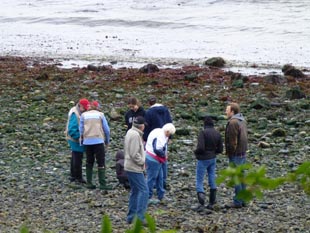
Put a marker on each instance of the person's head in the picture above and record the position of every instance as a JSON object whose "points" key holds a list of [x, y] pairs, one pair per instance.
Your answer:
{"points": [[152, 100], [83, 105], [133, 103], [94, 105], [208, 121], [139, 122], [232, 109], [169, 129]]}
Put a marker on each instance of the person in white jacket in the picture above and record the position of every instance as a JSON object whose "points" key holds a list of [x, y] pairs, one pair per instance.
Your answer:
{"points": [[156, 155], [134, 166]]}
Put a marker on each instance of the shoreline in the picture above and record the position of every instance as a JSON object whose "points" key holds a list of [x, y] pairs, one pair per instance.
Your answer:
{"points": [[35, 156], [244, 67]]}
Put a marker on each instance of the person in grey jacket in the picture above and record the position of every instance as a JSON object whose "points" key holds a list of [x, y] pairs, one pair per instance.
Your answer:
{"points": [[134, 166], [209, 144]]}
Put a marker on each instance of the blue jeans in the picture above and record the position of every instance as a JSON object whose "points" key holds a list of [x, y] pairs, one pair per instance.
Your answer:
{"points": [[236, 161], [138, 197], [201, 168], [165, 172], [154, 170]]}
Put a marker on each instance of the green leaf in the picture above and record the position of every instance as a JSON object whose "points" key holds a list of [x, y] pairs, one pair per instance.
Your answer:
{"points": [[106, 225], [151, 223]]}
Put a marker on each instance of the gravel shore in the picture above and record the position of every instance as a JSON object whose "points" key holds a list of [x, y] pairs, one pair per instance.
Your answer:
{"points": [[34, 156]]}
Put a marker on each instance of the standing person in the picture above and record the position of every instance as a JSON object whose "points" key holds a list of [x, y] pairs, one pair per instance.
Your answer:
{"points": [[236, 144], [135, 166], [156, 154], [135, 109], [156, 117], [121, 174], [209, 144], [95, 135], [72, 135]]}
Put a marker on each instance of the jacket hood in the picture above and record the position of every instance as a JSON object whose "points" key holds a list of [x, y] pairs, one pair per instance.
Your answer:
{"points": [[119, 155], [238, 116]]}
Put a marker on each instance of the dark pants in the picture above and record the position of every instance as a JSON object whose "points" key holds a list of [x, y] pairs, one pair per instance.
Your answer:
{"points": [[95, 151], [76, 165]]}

§ §

Do this: Reproduce verbatim every line from the one containing "Put a marker on each instance of the gravel" through the end of the records, including both of those boundary lines.

Response to this exercise:
Put a marker on each instance of the gravel shore in the picture above and record the position of every instance as a JSON object whose "points" key holds a list of [x, y] pairs, one pair per instance.
Your answer:
{"points": [[34, 156]]}
Put a marker on each instance of the standing person in the picture above and record the position of every instance as a JSON object whose "points" key holds a list of [x, y] pairs, one pair per instance.
Your answer:
{"points": [[236, 144], [135, 166], [156, 154], [135, 109], [156, 117], [121, 174], [209, 144], [95, 135], [72, 135]]}
Put a marker on each instance of the jacket hood in the picture above and record the position of every instance as a JSON object whose "points" key holds a list of [x, y] pairs, one pair per instance.
Your answer:
{"points": [[119, 155], [238, 116]]}
Put a marker on each instance of the dark pants in the picture above and record the position of every instance as a JSON object whose "points" key holds a list of [x, y] pairs, one pair per instance.
Your answer:
{"points": [[95, 151], [76, 165]]}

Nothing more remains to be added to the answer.